-- start of Items --
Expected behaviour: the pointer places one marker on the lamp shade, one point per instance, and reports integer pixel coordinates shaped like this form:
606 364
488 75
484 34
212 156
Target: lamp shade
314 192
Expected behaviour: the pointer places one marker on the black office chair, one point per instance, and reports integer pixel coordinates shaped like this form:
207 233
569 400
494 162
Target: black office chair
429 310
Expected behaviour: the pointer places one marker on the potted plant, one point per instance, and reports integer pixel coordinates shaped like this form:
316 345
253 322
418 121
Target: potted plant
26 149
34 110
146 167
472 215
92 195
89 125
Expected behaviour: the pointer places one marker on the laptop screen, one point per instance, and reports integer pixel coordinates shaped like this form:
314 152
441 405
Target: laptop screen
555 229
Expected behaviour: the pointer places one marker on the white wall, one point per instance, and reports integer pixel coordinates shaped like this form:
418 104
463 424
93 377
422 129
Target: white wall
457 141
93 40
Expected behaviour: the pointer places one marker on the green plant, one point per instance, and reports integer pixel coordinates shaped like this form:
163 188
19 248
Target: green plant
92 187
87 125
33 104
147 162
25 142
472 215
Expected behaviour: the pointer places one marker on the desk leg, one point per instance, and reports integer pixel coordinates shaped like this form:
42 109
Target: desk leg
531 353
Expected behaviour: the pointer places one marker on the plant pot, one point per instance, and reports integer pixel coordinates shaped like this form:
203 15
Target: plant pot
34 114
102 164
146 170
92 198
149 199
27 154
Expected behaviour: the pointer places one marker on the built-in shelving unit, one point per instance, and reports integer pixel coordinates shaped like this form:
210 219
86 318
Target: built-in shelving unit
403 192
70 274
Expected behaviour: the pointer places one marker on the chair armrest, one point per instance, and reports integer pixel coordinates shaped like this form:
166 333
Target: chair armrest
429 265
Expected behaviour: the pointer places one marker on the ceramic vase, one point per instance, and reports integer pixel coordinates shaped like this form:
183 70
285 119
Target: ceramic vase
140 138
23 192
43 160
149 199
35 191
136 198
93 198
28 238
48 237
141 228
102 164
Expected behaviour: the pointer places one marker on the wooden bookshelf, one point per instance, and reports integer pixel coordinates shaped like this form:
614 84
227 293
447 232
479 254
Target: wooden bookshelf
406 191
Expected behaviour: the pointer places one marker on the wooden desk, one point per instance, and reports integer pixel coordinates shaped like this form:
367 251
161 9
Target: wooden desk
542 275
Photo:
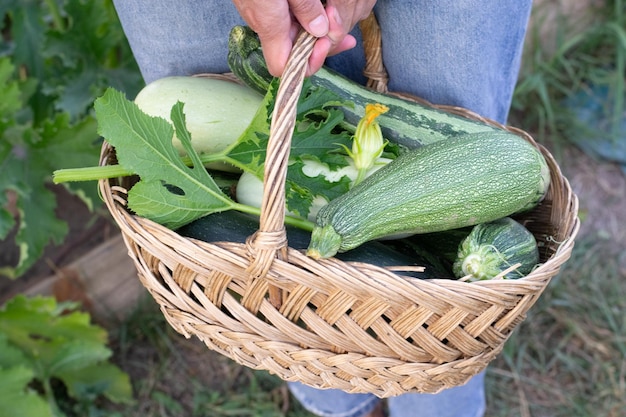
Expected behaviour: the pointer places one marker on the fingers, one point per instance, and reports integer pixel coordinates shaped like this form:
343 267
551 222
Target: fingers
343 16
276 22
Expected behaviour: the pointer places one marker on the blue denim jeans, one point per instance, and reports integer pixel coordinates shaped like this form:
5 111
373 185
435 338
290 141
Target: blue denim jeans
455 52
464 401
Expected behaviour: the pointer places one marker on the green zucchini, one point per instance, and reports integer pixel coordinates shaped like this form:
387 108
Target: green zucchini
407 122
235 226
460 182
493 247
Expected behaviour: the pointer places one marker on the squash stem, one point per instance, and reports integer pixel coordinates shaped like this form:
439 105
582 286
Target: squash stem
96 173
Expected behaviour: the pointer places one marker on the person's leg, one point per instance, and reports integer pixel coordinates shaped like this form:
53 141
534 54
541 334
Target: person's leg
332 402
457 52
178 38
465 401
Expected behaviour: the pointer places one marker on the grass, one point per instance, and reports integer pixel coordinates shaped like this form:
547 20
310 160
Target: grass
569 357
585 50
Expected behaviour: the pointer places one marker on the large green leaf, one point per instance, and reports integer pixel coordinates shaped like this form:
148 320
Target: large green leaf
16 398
-- end of Items --
* _What is required_
Rescale everything from the line containing "Expected behaviour: the pointer places one marker on the blue" down to the end of the rows, reproducing every line in full. Multiply each answer coordinate by 2 and round to whole numbers, with halves rounded up, but leave the sample coordinates that illustrate the format unchanged.

* _Written reply_
Expected behaviour: the pointer places one marker on the blue denim jeans, one point per instance, and reports integer pixel coordinates shaped like this form:
5 111
373 185
435 338
290 141
Target: blue denim jeans
910 104
928 802
Expected behaviour: the pointer places one marker on the green zucchini, one point per instance, and reports integer pixel coordinates shaped like this form:
387 108
Target: green zucchini
814 244
470 452
920 364
986 494
Expected behaviour: the pointer places one marker on the squash stem, one point per instance, and reports integer pixel coordinates shaped like this form:
439 105
582 286
Target: squash stem
192 346
Expected behaviour: the pointer places one marker on the person's leg, one point per instance, and reports integer pixel coordinates shaped like this form:
53 141
534 54
541 334
Target: person's leg
664 804
914 104
356 76
930 802
Expected behaviour: the pointer places one marker on the grass, one point per instance, and reports integer pixel coordinates shaped like this form:
547 20
310 160
Target: grass
1138 714
1170 100
Expected behaviour: the pointer places one marker on the large green leaf, one point per instance, and reports integer pixel coordinates shaped like this form:
148 320
Target: large green leaf
32 796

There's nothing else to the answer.